EXERCISE:
From the forum thread about buying LDBSG guides, transcribe word for word the passage that begins with the words containing "Wondering if anyone" and ends with "them in the US.".

PAGE:

........

# Looking to purchase LDBSG



## stixz89 (Dec 12, 2005)

Hello all,

Wondering if anyone knows where I can purchase lowrider guides LDBSG. I have searched the internet and was not able to find a shop that sold them in the US.

Thanks..

Rolo-


----------



## Cluck (Feb 27, 2006)

*lowriders*

stixz89,go over to the New Jersey board and hail for Stg Slough,he has one rod that I know of that has lowriders on it.Great guy and he is very informative.Hope this helps.


----------



## stixz89 (Dec 12, 2005)

*lowriders*

thanks..

I am currently in contact with Martin from Hopkins Holloway..but his shop is out in the UK...

Stixz-


----------



## Clyde (Oct 18, 2003)

http://www.hottackle.com/product_info.php?cPath=26_202_203&products_id=849&sort=1a&page=10


----------



## Jamcaster (Oct 14, 2000)

Try Mud Hole Custom Tackle , they are in Oviedo , Florida near Orlando www.mudhole.com, I purchase my lowrider guides from them.


----------



## junkmansj (Jul 23, 2005)

So did I, lowrider Alconites


----------



## Clyde (Oct 18, 2003)

The LDBSG's he's talking about are not lowriders.........


----------

........

RECORDS SHOWN:
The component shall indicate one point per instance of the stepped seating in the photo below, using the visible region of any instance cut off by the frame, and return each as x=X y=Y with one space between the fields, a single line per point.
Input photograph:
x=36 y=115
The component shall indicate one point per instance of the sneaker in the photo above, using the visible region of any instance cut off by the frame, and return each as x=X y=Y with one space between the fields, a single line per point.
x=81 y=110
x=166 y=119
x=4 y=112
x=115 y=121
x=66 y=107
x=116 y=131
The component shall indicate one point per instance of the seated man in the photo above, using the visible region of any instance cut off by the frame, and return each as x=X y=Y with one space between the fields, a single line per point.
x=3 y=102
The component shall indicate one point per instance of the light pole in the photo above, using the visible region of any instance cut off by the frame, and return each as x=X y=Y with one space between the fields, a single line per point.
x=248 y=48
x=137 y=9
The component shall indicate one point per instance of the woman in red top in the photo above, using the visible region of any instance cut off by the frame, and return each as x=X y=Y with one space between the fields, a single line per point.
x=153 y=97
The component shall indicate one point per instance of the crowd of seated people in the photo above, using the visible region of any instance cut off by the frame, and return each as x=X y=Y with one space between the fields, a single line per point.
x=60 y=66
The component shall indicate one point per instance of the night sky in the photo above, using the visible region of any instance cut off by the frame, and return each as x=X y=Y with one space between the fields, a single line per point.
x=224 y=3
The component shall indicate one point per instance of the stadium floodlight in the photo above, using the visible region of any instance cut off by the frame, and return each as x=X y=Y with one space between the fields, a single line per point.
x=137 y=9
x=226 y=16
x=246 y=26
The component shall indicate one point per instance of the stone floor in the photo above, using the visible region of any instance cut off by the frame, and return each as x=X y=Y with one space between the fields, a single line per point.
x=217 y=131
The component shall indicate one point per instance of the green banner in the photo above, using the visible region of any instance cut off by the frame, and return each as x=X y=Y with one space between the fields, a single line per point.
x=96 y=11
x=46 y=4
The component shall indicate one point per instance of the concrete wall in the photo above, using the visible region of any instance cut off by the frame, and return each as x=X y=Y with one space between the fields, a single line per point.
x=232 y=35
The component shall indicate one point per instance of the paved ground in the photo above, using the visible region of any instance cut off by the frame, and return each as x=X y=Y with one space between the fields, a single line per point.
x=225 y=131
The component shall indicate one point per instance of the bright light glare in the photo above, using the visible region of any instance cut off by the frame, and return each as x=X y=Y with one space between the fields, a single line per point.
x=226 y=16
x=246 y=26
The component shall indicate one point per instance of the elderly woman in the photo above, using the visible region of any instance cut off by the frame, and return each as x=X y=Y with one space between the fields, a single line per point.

........

SOLVED EXERCISE:
Wondering if anyone knows where I can purchase lowrider guides LDBSG. I have searched the internet and was not able to find a shop that sold them in the US.